Your instructions —
Give back the records below exactly, every one, with no pictures.

Information given —

::::::::::

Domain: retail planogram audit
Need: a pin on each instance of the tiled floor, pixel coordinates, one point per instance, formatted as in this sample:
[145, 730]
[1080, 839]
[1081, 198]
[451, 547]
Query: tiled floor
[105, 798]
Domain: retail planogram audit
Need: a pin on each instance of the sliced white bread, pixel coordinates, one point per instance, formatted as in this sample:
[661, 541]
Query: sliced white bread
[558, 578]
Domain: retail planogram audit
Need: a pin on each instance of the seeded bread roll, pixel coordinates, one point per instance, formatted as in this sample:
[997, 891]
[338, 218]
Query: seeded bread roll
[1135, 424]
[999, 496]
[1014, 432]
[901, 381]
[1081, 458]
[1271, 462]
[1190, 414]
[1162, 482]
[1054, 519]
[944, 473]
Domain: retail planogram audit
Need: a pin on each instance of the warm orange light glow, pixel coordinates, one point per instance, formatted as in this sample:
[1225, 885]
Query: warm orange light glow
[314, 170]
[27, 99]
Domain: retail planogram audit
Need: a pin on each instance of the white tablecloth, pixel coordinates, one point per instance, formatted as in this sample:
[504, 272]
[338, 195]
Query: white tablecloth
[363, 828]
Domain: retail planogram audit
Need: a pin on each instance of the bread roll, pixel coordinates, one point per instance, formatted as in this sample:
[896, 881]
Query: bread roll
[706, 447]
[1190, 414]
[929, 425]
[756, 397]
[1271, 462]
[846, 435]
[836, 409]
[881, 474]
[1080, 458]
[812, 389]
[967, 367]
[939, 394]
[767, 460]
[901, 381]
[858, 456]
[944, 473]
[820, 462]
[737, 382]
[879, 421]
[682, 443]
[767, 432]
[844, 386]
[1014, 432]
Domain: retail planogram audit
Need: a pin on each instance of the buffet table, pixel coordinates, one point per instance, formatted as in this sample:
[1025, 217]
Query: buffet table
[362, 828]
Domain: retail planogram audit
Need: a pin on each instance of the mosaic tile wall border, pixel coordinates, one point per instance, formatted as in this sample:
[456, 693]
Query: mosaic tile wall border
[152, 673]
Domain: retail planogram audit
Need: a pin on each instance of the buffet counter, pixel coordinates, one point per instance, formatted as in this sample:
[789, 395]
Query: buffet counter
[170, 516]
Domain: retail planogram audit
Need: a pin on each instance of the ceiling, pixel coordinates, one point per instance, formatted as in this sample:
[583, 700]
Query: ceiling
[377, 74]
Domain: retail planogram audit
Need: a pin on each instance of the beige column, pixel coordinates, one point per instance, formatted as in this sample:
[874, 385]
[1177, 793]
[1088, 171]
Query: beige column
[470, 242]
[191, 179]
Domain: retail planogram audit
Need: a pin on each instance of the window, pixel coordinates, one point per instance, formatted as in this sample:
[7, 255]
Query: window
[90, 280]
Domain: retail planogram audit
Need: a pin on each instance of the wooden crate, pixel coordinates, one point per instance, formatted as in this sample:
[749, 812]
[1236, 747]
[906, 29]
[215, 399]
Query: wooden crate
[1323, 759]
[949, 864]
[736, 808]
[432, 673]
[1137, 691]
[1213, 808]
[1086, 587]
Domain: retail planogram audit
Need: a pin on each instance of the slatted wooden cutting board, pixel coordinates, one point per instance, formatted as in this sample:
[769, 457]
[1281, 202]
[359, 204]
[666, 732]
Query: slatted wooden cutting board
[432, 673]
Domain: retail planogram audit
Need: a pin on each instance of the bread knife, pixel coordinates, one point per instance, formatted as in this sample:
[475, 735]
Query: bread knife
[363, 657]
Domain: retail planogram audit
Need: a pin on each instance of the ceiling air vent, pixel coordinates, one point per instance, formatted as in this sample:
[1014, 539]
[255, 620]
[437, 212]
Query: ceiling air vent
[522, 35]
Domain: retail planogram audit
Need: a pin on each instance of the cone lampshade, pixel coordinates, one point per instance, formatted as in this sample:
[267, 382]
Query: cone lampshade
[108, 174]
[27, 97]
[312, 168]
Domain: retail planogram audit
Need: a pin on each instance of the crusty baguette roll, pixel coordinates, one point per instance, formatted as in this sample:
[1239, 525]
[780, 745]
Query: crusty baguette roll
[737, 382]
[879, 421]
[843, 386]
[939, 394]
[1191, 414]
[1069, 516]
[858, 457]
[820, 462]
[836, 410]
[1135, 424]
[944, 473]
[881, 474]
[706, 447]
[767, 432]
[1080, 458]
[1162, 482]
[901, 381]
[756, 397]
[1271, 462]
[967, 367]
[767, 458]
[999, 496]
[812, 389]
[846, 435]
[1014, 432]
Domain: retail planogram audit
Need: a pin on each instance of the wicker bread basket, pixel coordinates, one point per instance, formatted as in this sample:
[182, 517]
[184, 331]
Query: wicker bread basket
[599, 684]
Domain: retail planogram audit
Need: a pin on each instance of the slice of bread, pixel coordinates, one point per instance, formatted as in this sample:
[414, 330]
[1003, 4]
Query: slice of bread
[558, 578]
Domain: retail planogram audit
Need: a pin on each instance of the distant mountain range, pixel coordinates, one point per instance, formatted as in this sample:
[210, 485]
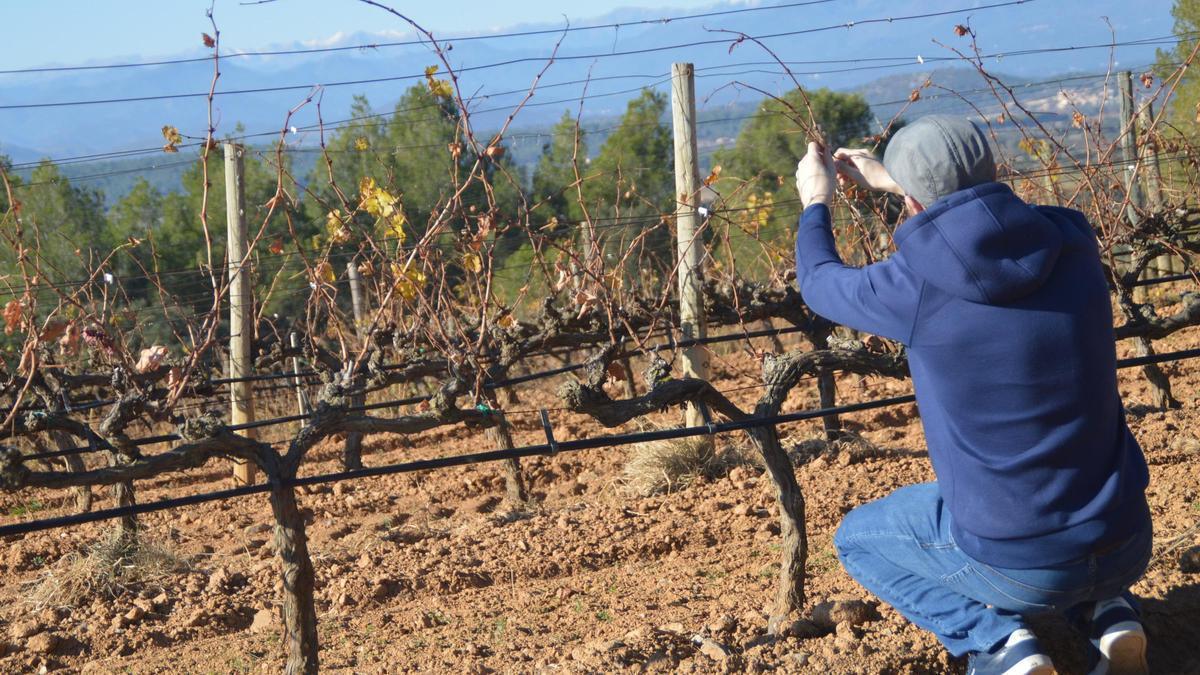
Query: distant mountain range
[883, 60]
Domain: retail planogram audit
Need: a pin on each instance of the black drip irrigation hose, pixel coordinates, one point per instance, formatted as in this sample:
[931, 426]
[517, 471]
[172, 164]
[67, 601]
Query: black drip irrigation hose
[550, 448]
[1167, 279]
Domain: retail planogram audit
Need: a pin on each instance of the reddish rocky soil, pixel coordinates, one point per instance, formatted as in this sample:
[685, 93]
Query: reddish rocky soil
[430, 572]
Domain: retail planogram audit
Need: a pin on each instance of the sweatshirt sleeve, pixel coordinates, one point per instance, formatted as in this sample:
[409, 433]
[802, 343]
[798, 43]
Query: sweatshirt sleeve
[881, 298]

::::::::::

Exercise answer —
Domain: retail planogram audit
Need: a pin on each instance of the tiled floor, pixel coordinates, one point per instance, formatted as in this sample:
[145, 730]
[1080, 839]
[1081, 198]
[451, 547]
Query: tiled floor
[105, 798]
Domain: retail planogram audit
Need: a pin on each instance of the sliced white bread, pixel coordinates, one point per instance, formatted as in this sample:
[661, 541]
Query: sliced white bread
[558, 578]
Domain: retail planogram audit
Need: a pin on each instance of the seeded bread roll, pixel coordinates, one point per instance, formatted as in this sample:
[997, 891]
[338, 218]
Query: seeded bread roll
[1135, 424]
[999, 496]
[1014, 432]
[901, 381]
[1081, 458]
[1271, 462]
[1190, 414]
[1162, 482]
[1054, 519]
[944, 473]
Domain: retail planogram audit
Need: a pin on each instance of the warm orange light glow, pixel coordinates, one point per instance, formatted as in this sample:
[1225, 885]
Query: warm orange light glow
[314, 170]
[27, 99]
Domain: retail planogram audit
Need: a pin on each instance of the white tablecloth, pixel coordinates, one point per instance, formatted as in this sample:
[504, 272]
[338, 195]
Query: white tablecloth
[363, 828]
Domain: retail planogram audit
Need: a pin on each instance of the bread roll, pixel coordinates, one point per instance, formatted as in this sample:
[896, 881]
Query: bread roll
[706, 447]
[1190, 414]
[929, 425]
[756, 397]
[1271, 462]
[846, 435]
[836, 409]
[881, 474]
[1080, 458]
[812, 389]
[967, 367]
[939, 394]
[767, 460]
[901, 381]
[858, 456]
[944, 473]
[820, 462]
[737, 382]
[879, 421]
[682, 443]
[767, 432]
[844, 386]
[1014, 432]
Domain: retail planogram audit
Need: a pin on each instance of the buffet table, pixel coordinates, one point per instance, formatted as in this sample:
[1025, 217]
Query: buffet table
[362, 828]
Domain: retail planogram audit
Need: a pin on each instance of the mosaic tile wall border, pixel coordinates, one point per instance, formatted as in this sample:
[456, 693]
Query: mosaic tile wall border
[152, 673]
Domain: retail planogram audit
Need: a pin on each instance of the buffet counter, pixel coordinates, one point per instance, formatted as in this sample:
[789, 395]
Query: buffet counter
[170, 516]
Domain: retail planogram audit
Need: a pin on each instance of the ceiling, pixel coordinates, one point per instance, formatted as in this sample:
[583, 700]
Query: ceiling
[377, 74]
Domain: retail planogram audit
Need: a pin on each instance of the beige column, pixel coordinates, one point per instance, formatted as in this sample:
[874, 385]
[1177, 793]
[1088, 171]
Query: beige column
[470, 242]
[191, 179]
Domain: retail planogram audit
Need: a pin on each instance of the window, pixel coordinates, one point per instance, formatted as in this sample:
[7, 255]
Query: window
[90, 280]
Domain: retail planogram audit
Need: a pin on each instance of the wooden crate, pixel coordinates, one point per instance, formatted as in this sample:
[749, 812]
[1236, 747]
[906, 29]
[215, 399]
Query: wooden crate
[1323, 759]
[949, 864]
[736, 808]
[432, 673]
[1137, 691]
[1213, 808]
[1086, 587]
Domain: retail planogram audit
Need: a pin on each instance of the slatted wooden cutting board, pixel coordinates, one point per instance, formatted as in this sample:
[769, 457]
[1281, 202]
[359, 204]
[666, 732]
Query: slatted wooden cutting board
[432, 673]
Domain: retail planogram audit
Need: a pin on each instance of the bread knife, pixel coordinates, one point per instance, formatted as in this sample:
[475, 735]
Query: bread knife
[363, 657]
Domain: retail planogram audit
Need: a pin on each instance of the ceiling air vent, pixel coordinates, one point per instance, formatted as in this sample:
[1014, 539]
[255, 620]
[437, 212]
Query: ceiling air vent
[522, 35]
Domain: retail planogram audit
Need: a pin on each instance of the cone lampshade, pixel coordinates, one point per instance, formatted as in this sample:
[267, 382]
Query: cone lampshade
[108, 174]
[27, 97]
[312, 168]
Domain: retail planogram audit
Need: a pin on each instance of the crusty baguette roll, pixel coordinates, one point per instance, formatted as in this sample:
[1239, 525]
[780, 745]
Query: crusty baguette roll
[737, 382]
[879, 421]
[843, 386]
[939, 394]
[1191, 414]
[1069, 516]
[858, 457]
[820, 462]
[836, 410]
[1135, 424]
[944, 473]
[881, 474]
[706, 447]
[767, 432]
[1080, 458]
[1162, 482]
[901, 381]
[756, 397]
[1271, 462]
[967, 367]
[767, 458]
[999, 496]
[812, 389]
[846, 435]
[1014, 432]
Domain: retail planogram audit
Need: a pin on each instance of the wicker bread basket, pixel coordinates, one point per instance, formatted as in this sample:
[182, 517]
[184, 331]
Query: wicker bread basket
[599, 684]
Domain: retail planogram audit
Need: a pin on each instance of the slice of bread, pixel coordinates, one point per instance, formatted as in this sample:
[414, 330]
[1003, 4]
Query: slice of bread
[558, 578]
Domain: retail planogram audit
Need: a pin on each instance of the distant mountain range, pixel coordinates, one point per instance, formatted as in this sample:
[210, 485]
Query: distant mountain range
[883, 60]
Domain: retail planogram audit
Need: a pin on each instance of the black drip irrigation hose, pixel coordinates, one point per instance, formatted as in this sample:
[931, 426]
[517, 471]
[172, 164]
[67, 601]
Query: black drip irrigation hose
[550, 448]
[1167, 279]
Domain: retail planogram audit
Need: a pin on each instance of the reddish rocky soil, pixel coordinates, one point per instance, formatted as in this sample:
[685, 93]
Query: reddish rocky soil
[430, 572]
Domain: retail planogram audit
Need: a pin on each instance of the sweatshirt sleeve, pixel coordinates, one point per instance, formatted as in this sample:
[409, 433]
[802, 343]
[798, 43]
Query: sweatshirt sleeve
[881, 298]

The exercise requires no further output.